Every line from the one bearing "Pretty please, detect the worker kneeling" through the last line of the entries should be printed exactly, with no other output.

> _DATA UNDER STUDY_:
·····

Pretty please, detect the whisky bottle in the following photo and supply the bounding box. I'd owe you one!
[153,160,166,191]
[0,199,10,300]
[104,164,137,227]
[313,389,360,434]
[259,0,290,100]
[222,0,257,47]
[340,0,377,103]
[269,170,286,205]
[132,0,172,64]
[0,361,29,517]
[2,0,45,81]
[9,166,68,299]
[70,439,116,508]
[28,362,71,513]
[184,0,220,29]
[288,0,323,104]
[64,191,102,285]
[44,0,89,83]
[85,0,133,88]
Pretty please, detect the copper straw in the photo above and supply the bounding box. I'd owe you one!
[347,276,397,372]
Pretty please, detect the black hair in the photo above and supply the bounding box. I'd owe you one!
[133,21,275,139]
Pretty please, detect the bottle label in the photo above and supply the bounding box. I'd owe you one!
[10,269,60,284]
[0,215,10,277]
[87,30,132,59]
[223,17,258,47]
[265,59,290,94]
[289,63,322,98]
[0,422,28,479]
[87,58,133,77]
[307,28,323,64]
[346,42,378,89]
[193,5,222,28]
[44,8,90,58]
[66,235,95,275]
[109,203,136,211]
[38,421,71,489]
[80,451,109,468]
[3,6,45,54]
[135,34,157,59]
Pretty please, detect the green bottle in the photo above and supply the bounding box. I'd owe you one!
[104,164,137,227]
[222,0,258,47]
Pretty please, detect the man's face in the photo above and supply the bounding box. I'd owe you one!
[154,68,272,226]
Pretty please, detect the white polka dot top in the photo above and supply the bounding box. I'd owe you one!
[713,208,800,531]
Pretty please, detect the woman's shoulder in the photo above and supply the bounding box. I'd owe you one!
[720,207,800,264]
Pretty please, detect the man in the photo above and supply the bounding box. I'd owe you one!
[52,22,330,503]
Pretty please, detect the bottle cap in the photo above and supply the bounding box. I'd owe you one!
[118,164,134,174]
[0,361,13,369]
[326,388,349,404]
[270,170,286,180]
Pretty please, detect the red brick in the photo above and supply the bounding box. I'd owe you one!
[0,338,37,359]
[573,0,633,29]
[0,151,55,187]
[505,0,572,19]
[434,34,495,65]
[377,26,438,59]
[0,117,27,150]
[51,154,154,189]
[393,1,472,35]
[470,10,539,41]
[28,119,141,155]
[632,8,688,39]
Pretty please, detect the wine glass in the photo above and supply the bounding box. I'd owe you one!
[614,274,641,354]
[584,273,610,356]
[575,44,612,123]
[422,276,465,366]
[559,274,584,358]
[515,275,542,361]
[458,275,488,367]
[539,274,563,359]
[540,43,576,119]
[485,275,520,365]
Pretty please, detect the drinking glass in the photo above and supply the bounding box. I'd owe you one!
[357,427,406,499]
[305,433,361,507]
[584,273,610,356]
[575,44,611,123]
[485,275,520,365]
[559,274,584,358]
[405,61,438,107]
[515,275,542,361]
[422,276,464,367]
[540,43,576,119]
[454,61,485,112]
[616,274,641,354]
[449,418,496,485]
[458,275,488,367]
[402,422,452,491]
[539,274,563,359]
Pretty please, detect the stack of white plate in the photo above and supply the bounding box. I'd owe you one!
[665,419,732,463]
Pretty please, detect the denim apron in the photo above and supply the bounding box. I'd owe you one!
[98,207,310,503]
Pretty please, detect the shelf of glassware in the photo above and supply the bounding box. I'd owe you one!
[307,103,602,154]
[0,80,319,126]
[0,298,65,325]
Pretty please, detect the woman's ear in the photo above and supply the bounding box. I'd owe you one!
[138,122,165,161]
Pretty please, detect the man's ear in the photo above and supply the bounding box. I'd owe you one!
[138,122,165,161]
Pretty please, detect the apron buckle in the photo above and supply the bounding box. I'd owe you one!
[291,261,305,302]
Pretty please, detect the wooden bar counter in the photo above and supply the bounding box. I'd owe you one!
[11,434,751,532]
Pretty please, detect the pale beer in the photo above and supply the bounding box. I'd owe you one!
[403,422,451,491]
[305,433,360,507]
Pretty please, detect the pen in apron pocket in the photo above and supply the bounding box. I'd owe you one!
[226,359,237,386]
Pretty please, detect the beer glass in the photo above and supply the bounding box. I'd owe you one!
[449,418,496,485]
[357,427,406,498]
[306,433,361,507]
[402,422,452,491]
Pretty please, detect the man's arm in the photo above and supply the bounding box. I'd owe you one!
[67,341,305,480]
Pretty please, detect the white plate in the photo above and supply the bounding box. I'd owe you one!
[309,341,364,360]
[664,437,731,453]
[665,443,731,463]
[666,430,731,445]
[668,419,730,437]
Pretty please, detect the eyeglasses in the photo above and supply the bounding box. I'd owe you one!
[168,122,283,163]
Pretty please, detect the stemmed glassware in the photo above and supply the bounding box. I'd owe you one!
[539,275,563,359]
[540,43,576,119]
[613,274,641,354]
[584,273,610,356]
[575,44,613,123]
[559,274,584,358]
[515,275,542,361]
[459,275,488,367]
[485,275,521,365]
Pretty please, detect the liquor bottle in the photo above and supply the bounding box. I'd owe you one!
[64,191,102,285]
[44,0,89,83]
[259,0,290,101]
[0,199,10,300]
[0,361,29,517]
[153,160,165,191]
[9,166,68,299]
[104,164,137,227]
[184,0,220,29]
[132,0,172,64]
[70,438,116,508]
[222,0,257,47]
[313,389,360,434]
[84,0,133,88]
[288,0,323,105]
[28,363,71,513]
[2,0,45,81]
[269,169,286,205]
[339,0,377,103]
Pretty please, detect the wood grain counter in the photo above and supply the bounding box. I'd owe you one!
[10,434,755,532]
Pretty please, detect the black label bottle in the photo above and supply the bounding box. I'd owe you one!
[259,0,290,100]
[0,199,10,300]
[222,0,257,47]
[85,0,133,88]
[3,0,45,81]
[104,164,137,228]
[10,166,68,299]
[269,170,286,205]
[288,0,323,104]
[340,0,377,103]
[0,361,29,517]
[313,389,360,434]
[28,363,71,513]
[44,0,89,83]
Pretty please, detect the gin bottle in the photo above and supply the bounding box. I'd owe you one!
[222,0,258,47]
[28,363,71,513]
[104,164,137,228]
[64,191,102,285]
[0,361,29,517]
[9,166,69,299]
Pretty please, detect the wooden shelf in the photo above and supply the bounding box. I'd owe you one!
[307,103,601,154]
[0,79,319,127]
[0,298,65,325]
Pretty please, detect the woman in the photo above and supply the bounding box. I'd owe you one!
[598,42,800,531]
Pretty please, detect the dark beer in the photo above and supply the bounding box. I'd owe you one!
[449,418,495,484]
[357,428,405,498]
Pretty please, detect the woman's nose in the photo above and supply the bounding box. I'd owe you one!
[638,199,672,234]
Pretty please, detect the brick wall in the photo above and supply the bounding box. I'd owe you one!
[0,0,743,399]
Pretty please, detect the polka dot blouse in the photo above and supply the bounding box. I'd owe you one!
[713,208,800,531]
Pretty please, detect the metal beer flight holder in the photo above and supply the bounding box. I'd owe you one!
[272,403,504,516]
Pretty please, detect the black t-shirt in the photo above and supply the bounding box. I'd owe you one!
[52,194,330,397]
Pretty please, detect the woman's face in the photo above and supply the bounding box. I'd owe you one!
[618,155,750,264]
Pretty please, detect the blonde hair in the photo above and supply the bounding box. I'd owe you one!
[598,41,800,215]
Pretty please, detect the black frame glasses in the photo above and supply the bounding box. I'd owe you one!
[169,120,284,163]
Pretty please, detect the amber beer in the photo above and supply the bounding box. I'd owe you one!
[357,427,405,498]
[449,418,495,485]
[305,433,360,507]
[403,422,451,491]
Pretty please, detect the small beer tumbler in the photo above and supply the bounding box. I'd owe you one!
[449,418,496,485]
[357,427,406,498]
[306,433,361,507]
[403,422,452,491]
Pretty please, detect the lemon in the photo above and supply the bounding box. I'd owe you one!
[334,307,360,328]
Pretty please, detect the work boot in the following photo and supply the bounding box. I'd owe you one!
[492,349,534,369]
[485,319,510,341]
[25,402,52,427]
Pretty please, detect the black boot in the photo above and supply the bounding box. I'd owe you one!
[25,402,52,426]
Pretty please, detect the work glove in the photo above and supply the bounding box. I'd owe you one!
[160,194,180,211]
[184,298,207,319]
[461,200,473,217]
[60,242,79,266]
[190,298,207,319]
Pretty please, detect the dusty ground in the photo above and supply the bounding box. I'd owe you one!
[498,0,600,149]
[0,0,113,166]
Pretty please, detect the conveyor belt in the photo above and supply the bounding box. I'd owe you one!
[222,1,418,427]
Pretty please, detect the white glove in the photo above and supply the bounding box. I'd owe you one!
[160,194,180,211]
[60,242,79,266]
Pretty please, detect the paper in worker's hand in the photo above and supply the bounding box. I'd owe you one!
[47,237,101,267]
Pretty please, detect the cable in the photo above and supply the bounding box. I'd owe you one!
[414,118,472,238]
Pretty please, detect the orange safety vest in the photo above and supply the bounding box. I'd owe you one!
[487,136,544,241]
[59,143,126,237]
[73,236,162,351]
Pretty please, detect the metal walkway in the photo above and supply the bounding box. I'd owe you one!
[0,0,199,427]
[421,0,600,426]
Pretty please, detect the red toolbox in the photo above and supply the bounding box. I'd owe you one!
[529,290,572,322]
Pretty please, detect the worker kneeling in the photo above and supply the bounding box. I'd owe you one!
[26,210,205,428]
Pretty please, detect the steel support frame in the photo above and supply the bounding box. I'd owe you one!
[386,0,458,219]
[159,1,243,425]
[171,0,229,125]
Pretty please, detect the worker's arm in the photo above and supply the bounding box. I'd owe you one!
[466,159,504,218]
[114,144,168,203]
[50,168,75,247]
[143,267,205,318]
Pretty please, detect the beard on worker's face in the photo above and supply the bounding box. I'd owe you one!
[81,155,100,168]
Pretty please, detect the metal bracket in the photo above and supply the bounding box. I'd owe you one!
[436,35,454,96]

·····

> _TASK SOLUTION_:
Pretty please, detect the worker kneeling in the photo above and supply the bounding box. I'd owe you one!
[26,210,205,428]
Pretty please, detect the steel support frame in the photo above and supply the bounding box. I'd owe you one!
[386,0,458,219]
[159,1,243,425]
[171,0,229,125]
Pretty please, detect the worker's arm in the photo above and supply the bounding box. I'd owe you one!
[466,159,504,218]
[114,144,168,203]
[50,168,75,247]
[143,267,205,318]
Pretty please, detect the beard on worker's face in the photo above and supply the bounding box. I'd owe you one!
[81,155,100,168]
Pretty please, detect the metal bracket in the photo above and supply the bounding box. I'd owe you one!
[436,35,454,96]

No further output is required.